- WORK ITEM -
Your task is to copy the lines of the data below from the line holding "is the peeling" through the line holding "the wooden plank?", inclusive, exactly and with nothing added.

Items from a data source
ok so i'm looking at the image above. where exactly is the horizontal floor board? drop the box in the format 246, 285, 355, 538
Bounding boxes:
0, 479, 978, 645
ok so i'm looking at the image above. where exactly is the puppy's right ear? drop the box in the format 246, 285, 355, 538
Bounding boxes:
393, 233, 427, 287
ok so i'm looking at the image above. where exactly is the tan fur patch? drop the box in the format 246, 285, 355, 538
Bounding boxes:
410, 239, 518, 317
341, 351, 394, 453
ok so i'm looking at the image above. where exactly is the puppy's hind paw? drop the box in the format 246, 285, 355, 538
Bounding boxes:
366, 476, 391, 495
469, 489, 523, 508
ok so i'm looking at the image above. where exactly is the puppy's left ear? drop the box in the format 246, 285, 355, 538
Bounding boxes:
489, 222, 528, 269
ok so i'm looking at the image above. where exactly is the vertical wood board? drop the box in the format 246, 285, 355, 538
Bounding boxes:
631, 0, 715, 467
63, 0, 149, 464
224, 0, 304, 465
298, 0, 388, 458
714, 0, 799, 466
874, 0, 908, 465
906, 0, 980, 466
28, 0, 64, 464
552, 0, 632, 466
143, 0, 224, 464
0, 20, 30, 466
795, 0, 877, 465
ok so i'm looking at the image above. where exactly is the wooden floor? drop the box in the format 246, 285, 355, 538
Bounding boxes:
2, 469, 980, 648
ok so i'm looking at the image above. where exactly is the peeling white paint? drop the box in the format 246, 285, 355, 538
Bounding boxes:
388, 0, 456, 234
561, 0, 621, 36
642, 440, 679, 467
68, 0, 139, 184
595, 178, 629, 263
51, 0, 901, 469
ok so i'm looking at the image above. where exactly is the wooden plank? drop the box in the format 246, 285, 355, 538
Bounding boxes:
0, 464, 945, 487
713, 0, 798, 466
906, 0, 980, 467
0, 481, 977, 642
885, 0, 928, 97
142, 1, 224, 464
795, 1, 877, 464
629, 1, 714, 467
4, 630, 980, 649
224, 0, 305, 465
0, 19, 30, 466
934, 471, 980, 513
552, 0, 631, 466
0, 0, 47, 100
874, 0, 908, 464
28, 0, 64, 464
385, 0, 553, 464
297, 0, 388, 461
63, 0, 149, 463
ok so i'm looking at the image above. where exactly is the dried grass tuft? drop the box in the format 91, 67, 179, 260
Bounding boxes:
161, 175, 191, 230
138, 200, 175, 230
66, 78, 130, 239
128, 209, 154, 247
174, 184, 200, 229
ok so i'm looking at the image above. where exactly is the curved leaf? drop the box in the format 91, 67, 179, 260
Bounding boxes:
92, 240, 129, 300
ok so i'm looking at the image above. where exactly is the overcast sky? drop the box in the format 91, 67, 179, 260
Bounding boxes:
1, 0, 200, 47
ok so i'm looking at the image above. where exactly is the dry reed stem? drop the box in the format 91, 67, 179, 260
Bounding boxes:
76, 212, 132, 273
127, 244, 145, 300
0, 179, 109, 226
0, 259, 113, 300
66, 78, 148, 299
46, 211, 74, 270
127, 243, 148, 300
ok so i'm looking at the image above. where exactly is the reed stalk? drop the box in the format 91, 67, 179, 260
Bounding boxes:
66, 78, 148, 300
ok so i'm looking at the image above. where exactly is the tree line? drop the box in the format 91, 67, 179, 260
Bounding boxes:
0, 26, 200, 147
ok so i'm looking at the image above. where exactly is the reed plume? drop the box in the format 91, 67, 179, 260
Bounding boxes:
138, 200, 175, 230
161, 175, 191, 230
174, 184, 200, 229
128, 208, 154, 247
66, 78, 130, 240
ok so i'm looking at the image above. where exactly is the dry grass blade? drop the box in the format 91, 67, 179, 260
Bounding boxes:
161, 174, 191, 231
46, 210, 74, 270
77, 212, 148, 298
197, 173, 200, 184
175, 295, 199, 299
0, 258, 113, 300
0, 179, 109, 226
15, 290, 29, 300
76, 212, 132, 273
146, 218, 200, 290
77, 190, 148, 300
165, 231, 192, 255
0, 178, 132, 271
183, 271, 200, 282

- RESULT FOR THIS EXERCISE -
ok so i'm looking at the image above. where exactly is the peeling white paint? drop the box in the format 246, 285, 355, 538
Bounding boxes:
388, 0, 456, 234
561, 0, 621, 36
642, 440, 679, 467
68, 0, 139, 184
595, 178, 629, 263
51, 0, 901, 469
ok so i'm looking at the image above. where exactly is the wooden plank? drop the box in the format 246, 285, 355, 538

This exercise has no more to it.